- Exercise directions -
Reproduce exactly the lines below, starting at the line that contains "the person leaning" and ending with the last line of the records, both included; leave out any pictures.

- Record extracts -
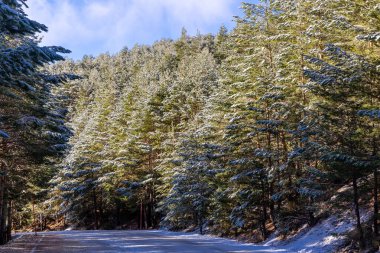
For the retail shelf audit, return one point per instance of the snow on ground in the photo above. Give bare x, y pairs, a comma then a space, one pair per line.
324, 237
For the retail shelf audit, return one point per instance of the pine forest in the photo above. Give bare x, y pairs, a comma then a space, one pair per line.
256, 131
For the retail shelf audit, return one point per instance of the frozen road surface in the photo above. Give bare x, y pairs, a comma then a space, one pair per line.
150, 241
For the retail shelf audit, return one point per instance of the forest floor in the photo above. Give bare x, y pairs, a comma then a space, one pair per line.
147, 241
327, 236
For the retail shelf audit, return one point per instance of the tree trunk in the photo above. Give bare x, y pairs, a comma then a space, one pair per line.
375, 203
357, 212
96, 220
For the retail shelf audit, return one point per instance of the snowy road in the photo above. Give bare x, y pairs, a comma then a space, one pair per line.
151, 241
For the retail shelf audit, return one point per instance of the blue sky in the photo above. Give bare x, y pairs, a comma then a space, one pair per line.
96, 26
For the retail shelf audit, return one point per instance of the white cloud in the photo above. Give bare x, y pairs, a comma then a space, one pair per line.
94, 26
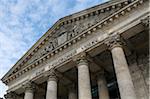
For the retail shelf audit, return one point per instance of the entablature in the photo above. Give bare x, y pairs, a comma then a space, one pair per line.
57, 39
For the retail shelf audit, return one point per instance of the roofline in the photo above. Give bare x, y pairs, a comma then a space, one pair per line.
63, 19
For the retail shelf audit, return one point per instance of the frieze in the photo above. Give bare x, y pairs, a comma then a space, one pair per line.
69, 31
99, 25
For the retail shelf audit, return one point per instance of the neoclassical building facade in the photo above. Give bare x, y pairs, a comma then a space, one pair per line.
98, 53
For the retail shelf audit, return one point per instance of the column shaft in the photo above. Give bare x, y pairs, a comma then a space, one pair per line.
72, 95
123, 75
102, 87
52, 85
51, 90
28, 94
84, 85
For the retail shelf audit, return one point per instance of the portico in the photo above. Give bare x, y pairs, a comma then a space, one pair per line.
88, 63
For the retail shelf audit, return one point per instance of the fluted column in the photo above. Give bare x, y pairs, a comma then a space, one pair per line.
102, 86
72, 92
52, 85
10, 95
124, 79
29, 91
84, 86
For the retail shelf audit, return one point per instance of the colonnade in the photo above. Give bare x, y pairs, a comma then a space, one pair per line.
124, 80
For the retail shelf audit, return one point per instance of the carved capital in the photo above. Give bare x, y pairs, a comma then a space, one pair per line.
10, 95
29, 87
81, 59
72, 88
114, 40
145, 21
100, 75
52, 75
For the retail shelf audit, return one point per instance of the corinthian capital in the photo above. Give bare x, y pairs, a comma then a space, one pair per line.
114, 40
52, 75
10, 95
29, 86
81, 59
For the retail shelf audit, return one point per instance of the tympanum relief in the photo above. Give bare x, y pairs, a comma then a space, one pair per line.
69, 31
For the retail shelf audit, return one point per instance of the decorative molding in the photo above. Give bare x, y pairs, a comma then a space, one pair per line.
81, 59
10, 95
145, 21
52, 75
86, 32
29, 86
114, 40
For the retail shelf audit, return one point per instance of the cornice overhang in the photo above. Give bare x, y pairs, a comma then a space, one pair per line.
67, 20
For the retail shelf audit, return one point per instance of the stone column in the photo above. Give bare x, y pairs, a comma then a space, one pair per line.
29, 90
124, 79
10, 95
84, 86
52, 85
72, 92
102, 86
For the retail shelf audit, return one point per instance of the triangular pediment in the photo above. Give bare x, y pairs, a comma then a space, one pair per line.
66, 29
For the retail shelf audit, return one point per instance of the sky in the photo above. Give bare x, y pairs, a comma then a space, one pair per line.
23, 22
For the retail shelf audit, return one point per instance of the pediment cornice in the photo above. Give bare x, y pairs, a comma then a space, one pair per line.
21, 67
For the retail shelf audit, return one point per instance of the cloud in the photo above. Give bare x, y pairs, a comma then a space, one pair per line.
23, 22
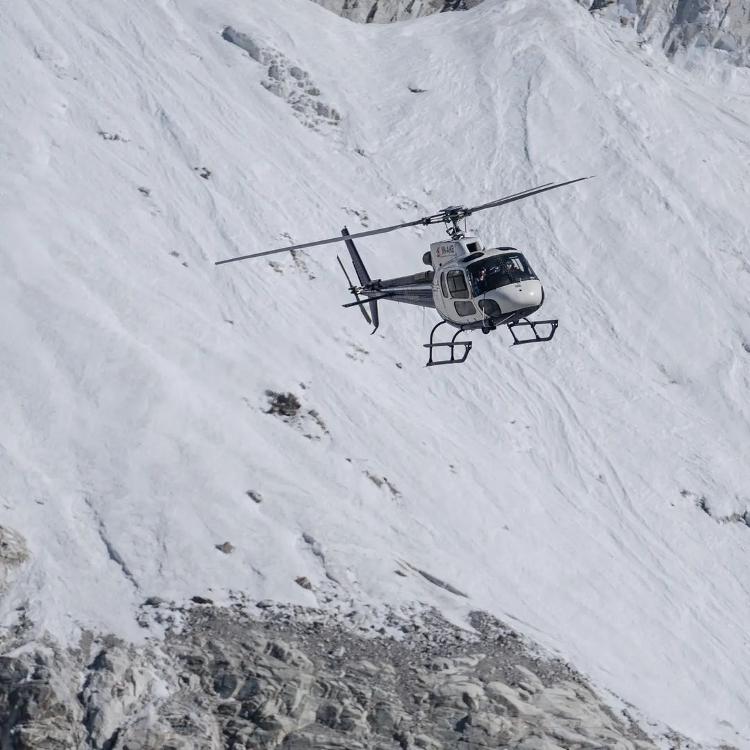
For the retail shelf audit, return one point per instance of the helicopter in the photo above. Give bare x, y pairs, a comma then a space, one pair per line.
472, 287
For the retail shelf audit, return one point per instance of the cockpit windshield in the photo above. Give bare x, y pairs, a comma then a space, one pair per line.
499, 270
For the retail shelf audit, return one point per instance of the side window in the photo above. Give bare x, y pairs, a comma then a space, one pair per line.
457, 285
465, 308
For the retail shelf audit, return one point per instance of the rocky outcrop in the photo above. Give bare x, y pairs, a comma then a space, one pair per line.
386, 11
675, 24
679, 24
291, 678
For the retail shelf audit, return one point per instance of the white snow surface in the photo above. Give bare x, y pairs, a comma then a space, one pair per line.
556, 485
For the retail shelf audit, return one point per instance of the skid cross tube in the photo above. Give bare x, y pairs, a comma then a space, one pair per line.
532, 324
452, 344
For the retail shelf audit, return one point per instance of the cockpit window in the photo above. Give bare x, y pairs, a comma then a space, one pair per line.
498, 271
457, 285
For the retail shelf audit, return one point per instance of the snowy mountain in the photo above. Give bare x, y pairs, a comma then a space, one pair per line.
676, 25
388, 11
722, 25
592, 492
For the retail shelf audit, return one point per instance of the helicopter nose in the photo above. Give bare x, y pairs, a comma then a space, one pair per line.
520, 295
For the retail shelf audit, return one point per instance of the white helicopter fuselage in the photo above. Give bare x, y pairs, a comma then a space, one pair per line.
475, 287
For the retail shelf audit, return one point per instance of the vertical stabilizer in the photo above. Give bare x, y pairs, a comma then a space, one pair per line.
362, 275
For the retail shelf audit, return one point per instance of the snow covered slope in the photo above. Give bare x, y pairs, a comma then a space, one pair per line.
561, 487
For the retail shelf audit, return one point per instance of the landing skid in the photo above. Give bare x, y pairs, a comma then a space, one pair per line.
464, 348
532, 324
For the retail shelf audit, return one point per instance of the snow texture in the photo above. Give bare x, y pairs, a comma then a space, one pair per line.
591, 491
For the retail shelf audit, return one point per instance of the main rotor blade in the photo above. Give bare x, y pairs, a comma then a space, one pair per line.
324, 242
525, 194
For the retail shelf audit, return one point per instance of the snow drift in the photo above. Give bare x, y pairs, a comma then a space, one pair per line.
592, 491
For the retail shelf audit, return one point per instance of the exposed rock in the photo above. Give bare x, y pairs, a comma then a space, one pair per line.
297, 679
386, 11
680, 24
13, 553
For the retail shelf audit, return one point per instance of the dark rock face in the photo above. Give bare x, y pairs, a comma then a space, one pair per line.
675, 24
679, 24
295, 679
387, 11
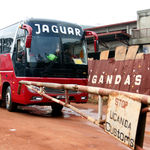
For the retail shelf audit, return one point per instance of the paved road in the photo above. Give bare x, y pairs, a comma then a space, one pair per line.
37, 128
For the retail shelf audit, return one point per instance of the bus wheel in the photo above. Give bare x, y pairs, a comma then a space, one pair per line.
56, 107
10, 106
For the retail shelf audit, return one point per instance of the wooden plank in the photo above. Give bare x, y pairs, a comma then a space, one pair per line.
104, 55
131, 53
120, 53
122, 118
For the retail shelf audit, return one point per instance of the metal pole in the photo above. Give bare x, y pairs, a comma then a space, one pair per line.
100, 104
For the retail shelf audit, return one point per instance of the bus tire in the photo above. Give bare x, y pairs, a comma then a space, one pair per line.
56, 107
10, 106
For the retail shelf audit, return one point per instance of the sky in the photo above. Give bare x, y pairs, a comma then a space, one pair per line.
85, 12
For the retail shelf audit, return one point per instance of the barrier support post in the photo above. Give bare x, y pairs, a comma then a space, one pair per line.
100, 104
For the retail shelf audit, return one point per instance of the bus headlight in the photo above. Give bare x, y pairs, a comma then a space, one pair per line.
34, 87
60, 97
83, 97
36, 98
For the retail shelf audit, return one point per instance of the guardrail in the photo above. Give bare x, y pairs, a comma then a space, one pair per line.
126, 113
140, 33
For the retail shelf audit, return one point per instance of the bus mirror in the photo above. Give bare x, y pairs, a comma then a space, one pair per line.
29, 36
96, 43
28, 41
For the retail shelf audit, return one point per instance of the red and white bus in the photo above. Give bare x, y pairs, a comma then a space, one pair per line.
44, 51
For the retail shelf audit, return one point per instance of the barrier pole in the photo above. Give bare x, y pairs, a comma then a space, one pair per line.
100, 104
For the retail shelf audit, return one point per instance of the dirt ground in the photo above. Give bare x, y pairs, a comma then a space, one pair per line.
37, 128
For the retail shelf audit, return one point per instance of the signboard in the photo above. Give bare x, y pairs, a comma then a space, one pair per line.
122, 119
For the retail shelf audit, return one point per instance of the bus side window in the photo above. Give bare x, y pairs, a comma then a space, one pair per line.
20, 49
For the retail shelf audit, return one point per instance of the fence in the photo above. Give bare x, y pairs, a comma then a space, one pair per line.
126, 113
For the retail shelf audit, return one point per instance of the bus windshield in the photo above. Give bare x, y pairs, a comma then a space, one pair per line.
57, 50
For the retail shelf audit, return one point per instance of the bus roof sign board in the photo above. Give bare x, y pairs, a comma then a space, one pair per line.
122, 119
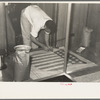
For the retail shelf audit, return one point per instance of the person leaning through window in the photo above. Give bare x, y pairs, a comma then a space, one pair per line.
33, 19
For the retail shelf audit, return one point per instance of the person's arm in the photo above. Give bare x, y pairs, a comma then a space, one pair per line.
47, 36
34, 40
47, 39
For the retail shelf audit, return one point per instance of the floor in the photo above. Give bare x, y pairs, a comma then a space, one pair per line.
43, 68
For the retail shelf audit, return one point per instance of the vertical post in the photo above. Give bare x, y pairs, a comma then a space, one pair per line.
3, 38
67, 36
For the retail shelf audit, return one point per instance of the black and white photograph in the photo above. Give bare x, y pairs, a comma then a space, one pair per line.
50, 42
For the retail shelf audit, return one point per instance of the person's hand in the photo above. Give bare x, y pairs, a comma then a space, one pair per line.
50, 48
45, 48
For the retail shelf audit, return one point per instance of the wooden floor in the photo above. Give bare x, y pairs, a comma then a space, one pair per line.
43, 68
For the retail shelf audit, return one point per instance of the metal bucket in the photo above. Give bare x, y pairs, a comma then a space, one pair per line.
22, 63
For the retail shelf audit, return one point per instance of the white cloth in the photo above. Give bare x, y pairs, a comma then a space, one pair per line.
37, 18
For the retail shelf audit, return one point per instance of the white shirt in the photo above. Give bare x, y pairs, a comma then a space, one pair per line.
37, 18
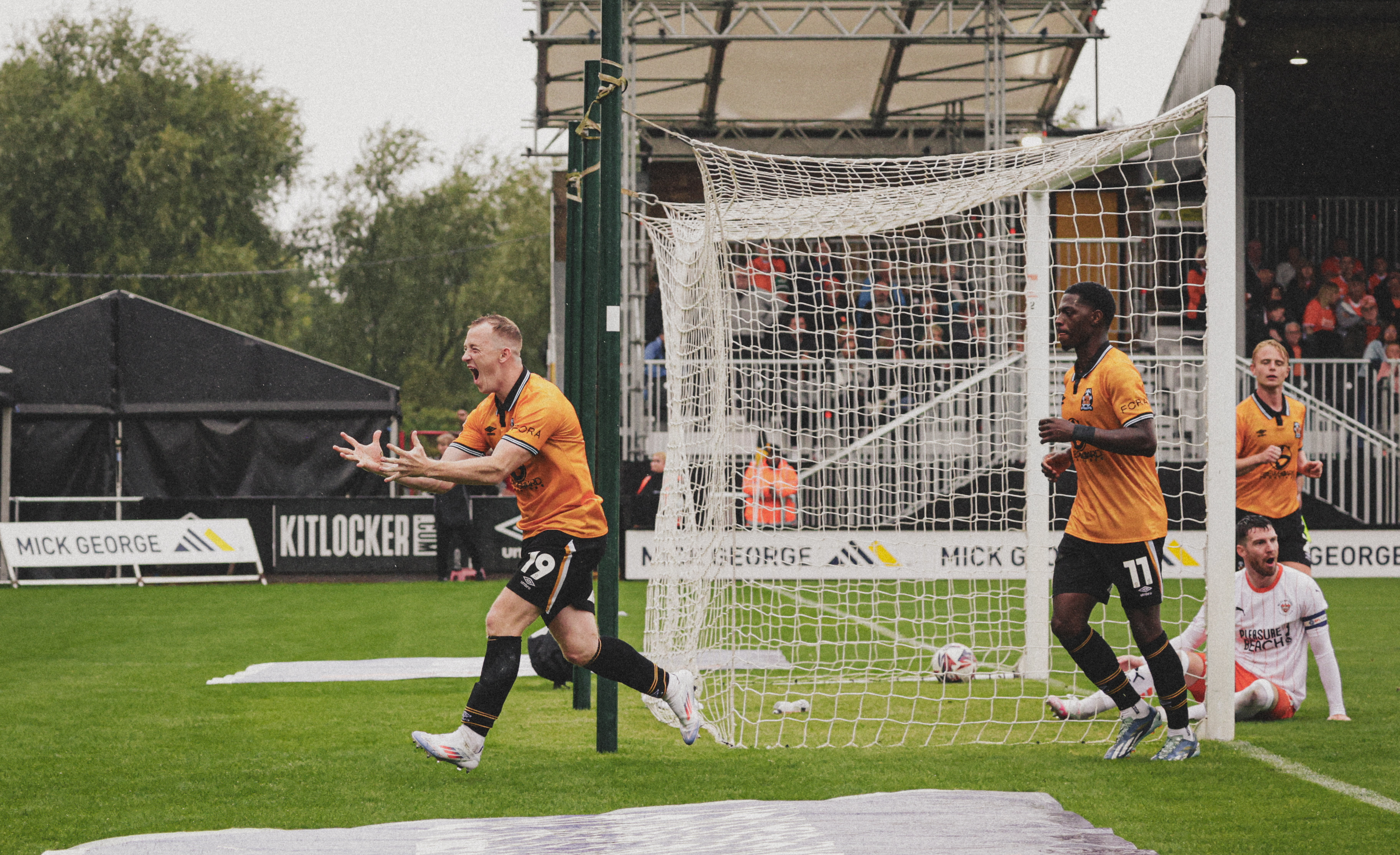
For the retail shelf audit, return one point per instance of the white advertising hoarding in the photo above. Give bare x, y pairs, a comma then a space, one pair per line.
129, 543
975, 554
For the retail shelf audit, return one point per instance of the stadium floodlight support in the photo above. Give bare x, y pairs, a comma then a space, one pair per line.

- Result for this task -
For the retail shelf audit, return one point per instance of the person leaning through window in the photo above. Give bare x, y pairs, a comma then a space, one pair per line.
33, 19
For the retail shelf audit, return one point per instance of the person's arm in the photo above. Give bare x, y pairs, a comma then a space, one pair per line.
47, 36
34, 40
47, 39
For the retail shelf audit, return one point per instance of the floor in the photo above. Give bare x, y pairs, a comma then a space, one pair per line.
43, 68
For the retail shelf audit, return one point per instance of the vertical post in the photo above. Give bare x, y pairs, a comma then a space, one pair per line.
3, 38
67, 36
For the retail shelf audit, return one point per instance of the black and white photograph in the photo above. Give bare x, y pairs, a comma then a space, one pair per line.
50, 42
For the retail shelf audit, return one point per instance of the person's hand in the photo above. Give bare x, y pairs, a comma then a space, one pair per line.
50, 48
45, 48
For the retail shelf audit, return one point per instance of the wooden floor in the photo above. Give bare x, y pairs, a comma then a space, one pair per line.
43, 68
For the retail shelf audit, return one point per instance of the metal bucket in the photo above. Give bare x, y pairs, a comma then a space, one pair per line.
22, 63
For the retail shelf audit, return one point per instance of the white cloth in the photo above. Give bare x, y pairs, a comma then a space, one pair per line.
37, 18
For the retail shelf audit, return one point per instance of the white shirt in the photo above. Give bare x, y pairs, a comma then a space, one pair per line.
37, 18
For the retail shelf audit, return one point per instance of the white advertising hoarding in the photo above. Give bare x, y pairs, a comma then a space, one pair per line.
129, 543
975, 554
For the retail shelf audit, return one point per instance of the stadium floodlight support in the photo above. Give bare x, y pairs, a comma then a space, one pair per line.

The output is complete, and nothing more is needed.